___ Data supplied ___

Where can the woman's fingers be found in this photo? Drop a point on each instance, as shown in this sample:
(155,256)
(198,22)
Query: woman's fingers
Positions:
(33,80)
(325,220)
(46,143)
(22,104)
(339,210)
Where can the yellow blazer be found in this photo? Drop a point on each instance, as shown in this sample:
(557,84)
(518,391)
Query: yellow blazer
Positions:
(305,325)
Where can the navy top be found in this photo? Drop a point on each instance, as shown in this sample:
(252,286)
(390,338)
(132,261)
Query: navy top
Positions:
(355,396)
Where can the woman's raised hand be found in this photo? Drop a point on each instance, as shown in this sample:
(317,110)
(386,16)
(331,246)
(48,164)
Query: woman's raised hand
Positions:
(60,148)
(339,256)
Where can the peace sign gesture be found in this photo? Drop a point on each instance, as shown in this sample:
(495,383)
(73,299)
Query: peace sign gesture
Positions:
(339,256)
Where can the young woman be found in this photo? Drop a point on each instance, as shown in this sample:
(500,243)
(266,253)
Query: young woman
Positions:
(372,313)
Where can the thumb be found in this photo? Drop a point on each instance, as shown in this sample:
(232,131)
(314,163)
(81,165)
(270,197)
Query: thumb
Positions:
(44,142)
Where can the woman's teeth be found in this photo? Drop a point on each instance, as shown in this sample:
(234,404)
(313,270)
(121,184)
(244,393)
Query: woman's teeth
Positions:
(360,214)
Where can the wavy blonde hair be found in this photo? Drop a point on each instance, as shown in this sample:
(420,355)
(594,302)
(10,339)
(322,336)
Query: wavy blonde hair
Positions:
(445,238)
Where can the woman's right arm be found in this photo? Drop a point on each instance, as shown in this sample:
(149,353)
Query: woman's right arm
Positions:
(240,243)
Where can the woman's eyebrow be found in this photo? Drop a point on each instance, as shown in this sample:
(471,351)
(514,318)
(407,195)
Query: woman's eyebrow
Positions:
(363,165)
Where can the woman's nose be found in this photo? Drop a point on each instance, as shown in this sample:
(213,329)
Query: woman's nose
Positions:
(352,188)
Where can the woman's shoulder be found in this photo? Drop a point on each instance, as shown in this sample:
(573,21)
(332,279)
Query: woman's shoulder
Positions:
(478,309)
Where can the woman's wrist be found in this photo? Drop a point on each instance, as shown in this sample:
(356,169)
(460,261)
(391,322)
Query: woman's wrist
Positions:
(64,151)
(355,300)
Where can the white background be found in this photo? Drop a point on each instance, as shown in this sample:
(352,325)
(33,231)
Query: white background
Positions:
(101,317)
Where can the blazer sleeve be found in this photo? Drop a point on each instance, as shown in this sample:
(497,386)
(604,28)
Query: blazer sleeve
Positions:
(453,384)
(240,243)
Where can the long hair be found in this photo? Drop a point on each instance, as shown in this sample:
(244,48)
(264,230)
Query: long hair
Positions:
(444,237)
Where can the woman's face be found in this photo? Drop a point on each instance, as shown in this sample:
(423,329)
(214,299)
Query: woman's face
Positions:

___

▶ **Set problem**
Exactly reproduce the lines that run from the line with "Where can the woman's nose" through the last line of the records, inclusive.

▶ **Answer to this task**
Where can the woman's nose be found in this photo? Drop a point on each instance, as shown in this sample:
(213,329)
Query: woman's nose
Positions:
(352,188)
Where can the woman's shoulder be found in this photo? Drop a point on each instance, as shown in this sample:
(573,21)
(332,279)
Query: woman's shoulder
Positions:
(478,309)
Where can the woman's wrist be found in this photo? Drop a point on each instance, as shown in this sample:
(356,169)
(460,261)
(391,322)
Query: woman's wrist
Positions:
(64,151)
(355,300)
Where can the white background be found in this photo? Drop a point on each instance, as shown in this sample:
(352,325)
(33,231)
Query: white background
Positions:
(101,317)
Where can the blazer sleeve be found in this photo? Drop a point on each instance, as shown in this sample:
(497,386)
(604,28)
Query: blazer sleeve
Positions:
(453,384)
(240,243)
Where can the long hair be found in this photo? Drop a point on each instance, as shown in this sample:
(244,48)
(264,230)
Query: long hair
Positions:
(444,237)
Where can the woman's face be found in this photo? Drop a point on each instance, as shown in this sample:
(423,329)
(214,299)
Query: woman's face
Positions:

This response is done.